[Wpisy z adnotacjami kształtów]
• • • • • • •
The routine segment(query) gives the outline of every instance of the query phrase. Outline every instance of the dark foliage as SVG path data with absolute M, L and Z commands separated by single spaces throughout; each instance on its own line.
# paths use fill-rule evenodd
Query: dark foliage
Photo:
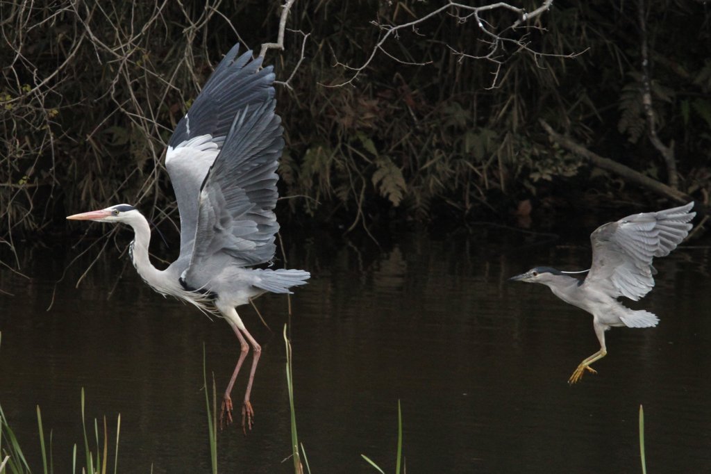
M 232 44 L 258 51 L 274 41 L 279 3 L 0 3 L 0 238 L 11 246 L 67 214 L 120 202 L 175 217 L 161 164 L 170 133 Z M 496 61 L 463 56 L 487 54 L 487 38 L 442 14 L 389 38 L 351 83 L 328 87 L 353 75 L 338 63 L 366 61 L 383 34 L 372 21 L 407 23 L 440 4 L 294 4 L 287 26 L 310 36 L 289 86 L 278 87 L 282 218 L 349 228 L 506 211 L 529 198 L 640 199 L 551 143 L 539 118 L 668 181 L 647 136 L 636 1 L 556 2 L 533 28 L 503 33 L 518 43 L 504 43 Z M 707 201 L 709 6 L 648 0 L 645 9 L 656 132 L 675 152 L 680 189 Z M 294 70 L 301 39 L 287 31 L 286 51 L 267 53 L 279 79 Z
• • • • • • •
→ **TWOJE INSTRUKCJE**: Wypisz wszystkie powyższe wpisy bez żadnych zmian, ale pomiń w odpowiedzi obrazy.

→ **WYNIK KOŃCOWY**:
The routine segment(query) gives the outline of every instance of the query phrase. Outline every instance of the dark foliage as SVG path data with absolute M, L and Z commands separated by single spaces throughout; each instance on its own line.
# paths use fill-rule evenodd
Query: dark foliage
Photo:
M 232 44 L 258 51 L 274 41 L 279 3 L 0 3 L 0 238 L 11 246 L 67 214 L 120 202 L 175 217 L 161 164 L 170 133 Z M 496 61 L 463 56 L 487 54 L 487 38 L 442 14 L 389 38 L 351 83 L 328 87 L 353 75 L 338 63 L 366 61 L 383 34 L 372 21 L 407 23 L 440 4 L 294 4 L 287 26 L 310 36 L 289 86 L 278 87 L 282 218 L 349 228 L 506 211 L 529 198 L 640 199 L 551 143 L 539 118 L 668 181 L 647 136 L 636 1 L 556 2 L 533 28 L 503 33 L 518 43 L 504 43 Z M 707 201 L 709 6 L 648 0 L 645 9 L 656 132 L 675 152 L 680 189 Z M 294 70 L 301 39 L 287 31 L 286 51 L 267 53 L 279 79 Z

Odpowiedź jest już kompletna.